» Exercise inputs

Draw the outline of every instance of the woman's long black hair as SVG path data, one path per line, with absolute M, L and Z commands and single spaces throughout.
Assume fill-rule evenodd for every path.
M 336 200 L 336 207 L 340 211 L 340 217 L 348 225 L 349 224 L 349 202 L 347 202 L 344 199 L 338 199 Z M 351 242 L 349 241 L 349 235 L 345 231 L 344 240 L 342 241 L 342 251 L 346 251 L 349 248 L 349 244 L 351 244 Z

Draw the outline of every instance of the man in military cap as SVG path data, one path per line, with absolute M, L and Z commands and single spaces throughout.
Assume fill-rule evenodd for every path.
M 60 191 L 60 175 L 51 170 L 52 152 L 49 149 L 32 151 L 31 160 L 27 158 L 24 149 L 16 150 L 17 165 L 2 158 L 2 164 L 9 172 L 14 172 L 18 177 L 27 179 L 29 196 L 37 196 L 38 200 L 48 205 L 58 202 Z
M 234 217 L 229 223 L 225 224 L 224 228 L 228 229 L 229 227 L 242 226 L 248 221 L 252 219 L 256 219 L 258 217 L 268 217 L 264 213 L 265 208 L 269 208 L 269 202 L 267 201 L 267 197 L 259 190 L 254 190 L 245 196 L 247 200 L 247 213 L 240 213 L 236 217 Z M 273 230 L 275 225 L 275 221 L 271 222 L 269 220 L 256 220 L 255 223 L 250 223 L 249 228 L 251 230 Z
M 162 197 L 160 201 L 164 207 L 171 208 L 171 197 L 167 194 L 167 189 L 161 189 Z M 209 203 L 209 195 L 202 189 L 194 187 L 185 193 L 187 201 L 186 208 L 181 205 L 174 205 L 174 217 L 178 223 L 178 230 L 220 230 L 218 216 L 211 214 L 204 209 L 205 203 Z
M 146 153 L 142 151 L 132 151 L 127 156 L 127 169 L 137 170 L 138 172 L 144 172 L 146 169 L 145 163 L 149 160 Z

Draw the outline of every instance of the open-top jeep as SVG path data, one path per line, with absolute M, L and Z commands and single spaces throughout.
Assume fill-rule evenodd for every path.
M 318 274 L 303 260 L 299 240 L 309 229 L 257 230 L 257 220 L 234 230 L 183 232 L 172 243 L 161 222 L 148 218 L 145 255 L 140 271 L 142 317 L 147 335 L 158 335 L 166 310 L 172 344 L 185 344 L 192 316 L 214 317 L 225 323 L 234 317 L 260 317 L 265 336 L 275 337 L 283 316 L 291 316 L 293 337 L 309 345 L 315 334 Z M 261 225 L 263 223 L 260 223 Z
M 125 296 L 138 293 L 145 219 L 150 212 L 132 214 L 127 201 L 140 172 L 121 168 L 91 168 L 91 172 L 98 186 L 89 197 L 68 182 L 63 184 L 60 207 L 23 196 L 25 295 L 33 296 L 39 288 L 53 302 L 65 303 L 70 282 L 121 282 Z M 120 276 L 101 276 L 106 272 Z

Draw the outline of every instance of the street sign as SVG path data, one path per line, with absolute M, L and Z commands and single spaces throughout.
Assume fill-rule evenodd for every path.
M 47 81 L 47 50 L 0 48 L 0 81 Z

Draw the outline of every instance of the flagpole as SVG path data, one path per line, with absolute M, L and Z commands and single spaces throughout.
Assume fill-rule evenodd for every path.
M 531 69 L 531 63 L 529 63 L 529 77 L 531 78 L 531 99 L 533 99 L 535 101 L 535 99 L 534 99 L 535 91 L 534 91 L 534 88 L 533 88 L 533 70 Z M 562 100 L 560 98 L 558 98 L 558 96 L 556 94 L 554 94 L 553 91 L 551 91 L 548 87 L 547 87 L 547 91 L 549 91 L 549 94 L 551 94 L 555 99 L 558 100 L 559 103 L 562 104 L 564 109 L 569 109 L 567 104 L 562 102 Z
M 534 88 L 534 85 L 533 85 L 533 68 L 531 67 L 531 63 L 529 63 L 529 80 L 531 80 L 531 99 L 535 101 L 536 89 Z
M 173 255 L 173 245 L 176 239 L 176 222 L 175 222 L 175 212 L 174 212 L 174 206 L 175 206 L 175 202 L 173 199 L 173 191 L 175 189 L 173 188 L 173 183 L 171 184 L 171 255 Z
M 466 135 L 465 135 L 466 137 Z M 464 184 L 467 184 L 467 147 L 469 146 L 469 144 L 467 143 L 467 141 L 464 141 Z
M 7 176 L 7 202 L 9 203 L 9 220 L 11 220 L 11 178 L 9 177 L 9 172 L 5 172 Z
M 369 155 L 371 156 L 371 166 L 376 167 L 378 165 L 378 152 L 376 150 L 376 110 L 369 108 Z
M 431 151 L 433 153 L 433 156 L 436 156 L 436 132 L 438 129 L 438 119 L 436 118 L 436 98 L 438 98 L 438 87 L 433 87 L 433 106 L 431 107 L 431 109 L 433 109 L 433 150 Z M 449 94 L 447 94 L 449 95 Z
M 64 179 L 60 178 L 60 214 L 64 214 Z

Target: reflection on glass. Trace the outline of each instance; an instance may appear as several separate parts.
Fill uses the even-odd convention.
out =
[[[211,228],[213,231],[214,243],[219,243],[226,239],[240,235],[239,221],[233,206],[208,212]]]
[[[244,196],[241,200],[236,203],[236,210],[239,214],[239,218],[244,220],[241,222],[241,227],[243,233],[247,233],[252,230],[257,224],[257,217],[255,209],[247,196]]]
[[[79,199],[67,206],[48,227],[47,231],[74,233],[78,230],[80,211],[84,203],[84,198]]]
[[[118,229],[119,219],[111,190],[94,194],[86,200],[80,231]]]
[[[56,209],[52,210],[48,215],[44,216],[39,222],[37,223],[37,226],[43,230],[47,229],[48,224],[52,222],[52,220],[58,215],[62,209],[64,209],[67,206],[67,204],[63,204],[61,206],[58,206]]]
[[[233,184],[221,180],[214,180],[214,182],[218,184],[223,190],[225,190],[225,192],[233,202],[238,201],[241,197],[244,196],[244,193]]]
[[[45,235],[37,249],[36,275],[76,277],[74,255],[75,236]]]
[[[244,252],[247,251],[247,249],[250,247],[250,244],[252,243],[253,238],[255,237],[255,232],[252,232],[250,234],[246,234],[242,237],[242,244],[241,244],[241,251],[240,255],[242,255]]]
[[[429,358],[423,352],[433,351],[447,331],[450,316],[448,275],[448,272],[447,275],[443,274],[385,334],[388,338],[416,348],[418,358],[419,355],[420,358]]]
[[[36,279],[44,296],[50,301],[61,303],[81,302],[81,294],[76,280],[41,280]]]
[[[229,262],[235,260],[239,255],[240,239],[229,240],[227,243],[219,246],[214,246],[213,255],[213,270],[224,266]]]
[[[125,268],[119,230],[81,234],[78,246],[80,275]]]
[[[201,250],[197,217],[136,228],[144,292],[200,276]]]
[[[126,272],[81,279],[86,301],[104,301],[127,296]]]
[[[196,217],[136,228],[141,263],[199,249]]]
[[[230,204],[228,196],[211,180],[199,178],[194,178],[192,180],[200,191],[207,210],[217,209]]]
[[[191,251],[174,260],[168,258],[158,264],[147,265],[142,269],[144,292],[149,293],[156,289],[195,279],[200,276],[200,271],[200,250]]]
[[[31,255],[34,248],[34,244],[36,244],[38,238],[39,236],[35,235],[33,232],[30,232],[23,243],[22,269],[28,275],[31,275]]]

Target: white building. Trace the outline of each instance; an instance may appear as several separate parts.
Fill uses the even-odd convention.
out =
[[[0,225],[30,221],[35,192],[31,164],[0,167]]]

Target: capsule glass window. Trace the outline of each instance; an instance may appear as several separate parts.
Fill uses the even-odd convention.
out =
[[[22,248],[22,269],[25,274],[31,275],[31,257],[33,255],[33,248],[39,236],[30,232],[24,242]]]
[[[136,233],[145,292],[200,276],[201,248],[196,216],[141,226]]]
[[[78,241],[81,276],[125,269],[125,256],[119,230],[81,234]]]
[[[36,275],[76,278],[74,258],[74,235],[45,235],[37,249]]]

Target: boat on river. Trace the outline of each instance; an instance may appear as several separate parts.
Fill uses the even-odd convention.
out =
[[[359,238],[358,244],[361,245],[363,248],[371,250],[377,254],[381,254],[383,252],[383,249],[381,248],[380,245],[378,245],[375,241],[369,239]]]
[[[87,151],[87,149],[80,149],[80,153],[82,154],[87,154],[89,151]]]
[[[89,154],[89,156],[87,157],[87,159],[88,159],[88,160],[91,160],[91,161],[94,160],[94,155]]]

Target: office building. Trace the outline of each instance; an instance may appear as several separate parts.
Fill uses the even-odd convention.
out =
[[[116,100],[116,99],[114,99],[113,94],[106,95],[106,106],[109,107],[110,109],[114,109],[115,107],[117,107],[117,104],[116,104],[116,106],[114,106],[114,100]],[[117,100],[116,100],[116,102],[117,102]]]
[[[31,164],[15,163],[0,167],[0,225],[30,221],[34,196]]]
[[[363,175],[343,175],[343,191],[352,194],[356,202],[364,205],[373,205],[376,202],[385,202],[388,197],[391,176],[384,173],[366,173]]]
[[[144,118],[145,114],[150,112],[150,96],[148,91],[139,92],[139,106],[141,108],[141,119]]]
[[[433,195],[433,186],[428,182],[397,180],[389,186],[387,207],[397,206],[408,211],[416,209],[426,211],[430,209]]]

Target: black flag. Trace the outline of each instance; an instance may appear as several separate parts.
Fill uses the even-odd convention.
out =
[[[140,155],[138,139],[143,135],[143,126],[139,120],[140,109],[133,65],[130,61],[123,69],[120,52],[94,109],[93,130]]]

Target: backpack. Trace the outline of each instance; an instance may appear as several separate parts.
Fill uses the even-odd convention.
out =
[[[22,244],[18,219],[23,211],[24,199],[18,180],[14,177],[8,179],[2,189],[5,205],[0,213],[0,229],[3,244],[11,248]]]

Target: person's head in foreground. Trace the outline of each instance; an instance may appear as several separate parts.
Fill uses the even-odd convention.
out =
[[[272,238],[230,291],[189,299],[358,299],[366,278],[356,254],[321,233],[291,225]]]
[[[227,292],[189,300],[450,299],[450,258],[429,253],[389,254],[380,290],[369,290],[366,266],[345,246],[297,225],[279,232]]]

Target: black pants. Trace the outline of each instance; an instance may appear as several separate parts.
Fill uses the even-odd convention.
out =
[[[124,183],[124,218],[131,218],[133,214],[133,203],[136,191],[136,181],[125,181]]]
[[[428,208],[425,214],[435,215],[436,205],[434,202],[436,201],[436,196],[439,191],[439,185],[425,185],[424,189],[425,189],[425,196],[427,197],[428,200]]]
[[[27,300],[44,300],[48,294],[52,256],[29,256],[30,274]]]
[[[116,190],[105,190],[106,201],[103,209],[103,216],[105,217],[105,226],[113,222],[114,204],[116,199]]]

» Task instructions
Please reproduce exactly the lines above, beginning with the first and ending with the line that contains "Draw the outline of every instance of the man", and include nothing outside that range.

» Solution for this task
Draw the outline of every instance of the woman's long black hair as SVG path data, one path per line, with absolute M, L and Z commands and single spaces throughout.
Assume fill-rule evenodd for every path.
M 336 200 L 336 207 L 340 211 L 340 217 L 348 225 L 349 224 L 349 202 L 347 202 L 344 199 L 338 199 Z M 351 242 L 349 241 L 349 235 L 345 231 L 344 240 L 342 241 L 342 251 L 346 251 L 349 248 L 349 244 L 351 244 Z

Draw the outline of every instance of the man in military cap as SVG path data, one path per line, with absolute M, L and Z commands and single spaces throughout.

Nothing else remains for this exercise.